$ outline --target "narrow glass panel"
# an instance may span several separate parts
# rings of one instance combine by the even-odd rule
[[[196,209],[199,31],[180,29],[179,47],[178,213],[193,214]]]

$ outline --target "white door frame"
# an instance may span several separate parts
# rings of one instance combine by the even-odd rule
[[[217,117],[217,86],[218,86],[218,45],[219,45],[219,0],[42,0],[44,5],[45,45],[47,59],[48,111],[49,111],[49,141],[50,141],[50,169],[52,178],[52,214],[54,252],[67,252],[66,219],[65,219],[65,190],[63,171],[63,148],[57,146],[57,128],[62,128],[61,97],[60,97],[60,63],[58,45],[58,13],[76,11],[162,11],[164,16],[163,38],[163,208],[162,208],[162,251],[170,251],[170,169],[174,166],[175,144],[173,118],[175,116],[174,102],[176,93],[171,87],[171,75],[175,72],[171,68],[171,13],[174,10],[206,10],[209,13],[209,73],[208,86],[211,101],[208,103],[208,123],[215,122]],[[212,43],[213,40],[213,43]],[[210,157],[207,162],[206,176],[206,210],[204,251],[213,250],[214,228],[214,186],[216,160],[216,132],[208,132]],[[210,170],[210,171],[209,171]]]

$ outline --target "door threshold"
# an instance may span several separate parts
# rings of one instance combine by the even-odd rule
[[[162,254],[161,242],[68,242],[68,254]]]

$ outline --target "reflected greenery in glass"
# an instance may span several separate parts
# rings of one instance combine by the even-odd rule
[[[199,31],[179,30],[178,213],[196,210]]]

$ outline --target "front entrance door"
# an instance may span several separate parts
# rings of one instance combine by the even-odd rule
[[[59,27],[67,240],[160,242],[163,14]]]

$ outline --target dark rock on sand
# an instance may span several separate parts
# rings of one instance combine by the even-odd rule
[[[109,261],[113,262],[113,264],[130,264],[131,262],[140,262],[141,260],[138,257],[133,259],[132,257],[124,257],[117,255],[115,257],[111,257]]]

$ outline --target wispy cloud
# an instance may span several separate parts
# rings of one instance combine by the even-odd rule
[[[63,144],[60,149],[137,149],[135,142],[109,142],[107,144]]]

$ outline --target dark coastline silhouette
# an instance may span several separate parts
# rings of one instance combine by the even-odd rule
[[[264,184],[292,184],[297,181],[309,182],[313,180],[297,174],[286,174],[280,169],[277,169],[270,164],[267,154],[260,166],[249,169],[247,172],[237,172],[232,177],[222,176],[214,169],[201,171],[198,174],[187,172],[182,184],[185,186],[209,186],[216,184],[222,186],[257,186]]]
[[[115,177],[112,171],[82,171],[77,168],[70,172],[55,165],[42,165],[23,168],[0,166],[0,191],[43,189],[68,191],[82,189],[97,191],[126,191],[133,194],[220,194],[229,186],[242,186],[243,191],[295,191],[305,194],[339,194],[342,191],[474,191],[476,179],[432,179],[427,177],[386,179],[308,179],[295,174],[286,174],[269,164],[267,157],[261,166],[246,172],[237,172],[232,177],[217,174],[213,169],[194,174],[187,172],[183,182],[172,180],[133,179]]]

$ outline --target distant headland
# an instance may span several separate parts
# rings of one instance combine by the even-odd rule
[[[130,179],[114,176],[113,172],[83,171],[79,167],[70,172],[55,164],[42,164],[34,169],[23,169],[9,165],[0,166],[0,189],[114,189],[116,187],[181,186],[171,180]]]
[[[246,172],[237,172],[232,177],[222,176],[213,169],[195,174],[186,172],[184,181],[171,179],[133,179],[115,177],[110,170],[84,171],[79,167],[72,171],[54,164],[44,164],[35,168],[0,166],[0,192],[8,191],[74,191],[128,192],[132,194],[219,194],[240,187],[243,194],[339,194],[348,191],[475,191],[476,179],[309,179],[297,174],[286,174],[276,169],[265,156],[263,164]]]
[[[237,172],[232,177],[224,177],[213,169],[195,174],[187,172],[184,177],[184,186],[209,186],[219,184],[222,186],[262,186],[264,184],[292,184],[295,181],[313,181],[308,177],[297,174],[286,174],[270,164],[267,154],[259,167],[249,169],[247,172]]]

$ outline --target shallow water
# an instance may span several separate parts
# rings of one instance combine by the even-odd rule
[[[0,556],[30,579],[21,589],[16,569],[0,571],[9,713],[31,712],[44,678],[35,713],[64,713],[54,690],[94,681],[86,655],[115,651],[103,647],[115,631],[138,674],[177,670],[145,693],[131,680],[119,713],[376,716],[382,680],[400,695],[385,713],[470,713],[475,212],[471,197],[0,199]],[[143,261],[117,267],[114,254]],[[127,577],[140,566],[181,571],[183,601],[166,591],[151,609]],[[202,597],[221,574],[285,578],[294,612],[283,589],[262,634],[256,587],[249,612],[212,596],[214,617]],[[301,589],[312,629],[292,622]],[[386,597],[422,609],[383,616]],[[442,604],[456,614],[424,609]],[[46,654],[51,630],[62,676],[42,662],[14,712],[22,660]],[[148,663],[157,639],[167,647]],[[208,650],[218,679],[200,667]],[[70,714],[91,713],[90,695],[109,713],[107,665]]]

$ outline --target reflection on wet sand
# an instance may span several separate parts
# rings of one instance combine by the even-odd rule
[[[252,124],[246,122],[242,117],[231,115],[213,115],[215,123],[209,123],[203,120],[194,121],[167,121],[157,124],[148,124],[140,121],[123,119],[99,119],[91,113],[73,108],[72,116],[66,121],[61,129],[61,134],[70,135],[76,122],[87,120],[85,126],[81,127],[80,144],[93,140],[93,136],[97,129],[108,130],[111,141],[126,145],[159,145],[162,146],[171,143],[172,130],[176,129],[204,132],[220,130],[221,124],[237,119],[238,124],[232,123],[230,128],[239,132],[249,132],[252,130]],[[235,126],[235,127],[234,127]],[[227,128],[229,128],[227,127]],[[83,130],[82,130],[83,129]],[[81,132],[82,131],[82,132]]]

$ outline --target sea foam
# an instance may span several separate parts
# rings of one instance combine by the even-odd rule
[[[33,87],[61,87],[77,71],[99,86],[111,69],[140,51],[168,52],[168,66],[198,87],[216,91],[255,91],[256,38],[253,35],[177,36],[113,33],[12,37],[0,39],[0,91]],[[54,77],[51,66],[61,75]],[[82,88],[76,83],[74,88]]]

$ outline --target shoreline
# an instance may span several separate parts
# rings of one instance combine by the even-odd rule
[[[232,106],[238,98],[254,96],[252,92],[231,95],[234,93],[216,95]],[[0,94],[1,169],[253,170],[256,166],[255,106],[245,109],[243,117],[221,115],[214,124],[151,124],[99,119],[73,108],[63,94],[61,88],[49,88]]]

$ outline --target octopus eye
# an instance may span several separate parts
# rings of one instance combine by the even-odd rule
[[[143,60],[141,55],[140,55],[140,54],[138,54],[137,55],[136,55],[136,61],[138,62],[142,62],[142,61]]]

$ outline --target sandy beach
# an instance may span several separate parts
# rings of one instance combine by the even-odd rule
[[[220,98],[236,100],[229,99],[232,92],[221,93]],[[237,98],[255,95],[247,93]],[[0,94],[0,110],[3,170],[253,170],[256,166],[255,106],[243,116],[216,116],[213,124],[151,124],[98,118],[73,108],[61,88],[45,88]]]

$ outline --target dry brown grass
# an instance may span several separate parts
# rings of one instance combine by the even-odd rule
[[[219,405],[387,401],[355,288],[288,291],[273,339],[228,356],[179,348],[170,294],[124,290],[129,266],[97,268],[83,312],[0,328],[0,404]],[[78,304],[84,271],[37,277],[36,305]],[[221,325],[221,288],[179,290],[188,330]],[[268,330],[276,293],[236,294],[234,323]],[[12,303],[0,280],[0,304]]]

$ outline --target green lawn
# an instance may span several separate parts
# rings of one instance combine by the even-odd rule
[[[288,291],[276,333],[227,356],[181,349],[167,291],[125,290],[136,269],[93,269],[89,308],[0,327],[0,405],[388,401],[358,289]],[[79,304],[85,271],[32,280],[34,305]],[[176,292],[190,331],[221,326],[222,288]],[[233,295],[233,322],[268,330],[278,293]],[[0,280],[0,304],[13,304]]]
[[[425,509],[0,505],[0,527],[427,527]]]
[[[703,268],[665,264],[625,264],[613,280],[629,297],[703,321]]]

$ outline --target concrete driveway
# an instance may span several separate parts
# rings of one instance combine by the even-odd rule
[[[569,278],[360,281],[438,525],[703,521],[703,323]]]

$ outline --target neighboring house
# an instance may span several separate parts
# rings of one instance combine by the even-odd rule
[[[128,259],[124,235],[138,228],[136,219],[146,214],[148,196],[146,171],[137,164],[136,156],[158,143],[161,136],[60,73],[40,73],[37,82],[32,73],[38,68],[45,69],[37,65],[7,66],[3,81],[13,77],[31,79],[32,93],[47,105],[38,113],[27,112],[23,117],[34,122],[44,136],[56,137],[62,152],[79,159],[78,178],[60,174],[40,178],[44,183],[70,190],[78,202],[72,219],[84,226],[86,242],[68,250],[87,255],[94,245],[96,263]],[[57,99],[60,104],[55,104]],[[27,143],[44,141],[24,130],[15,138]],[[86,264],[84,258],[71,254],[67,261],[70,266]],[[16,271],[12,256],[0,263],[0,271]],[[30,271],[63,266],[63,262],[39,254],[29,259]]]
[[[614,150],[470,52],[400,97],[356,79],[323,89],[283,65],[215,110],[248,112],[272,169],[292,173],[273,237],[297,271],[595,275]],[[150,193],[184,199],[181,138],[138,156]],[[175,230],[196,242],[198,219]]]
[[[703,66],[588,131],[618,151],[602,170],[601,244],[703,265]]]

· · · · ·

§ **Directions for this task**
Identify every line in the rows above that contains the string "dark", and copy each one. Case counts.

§ **Problem solution**
$ outline --target dark rock on sand
$ outline --target dark coastline silhouette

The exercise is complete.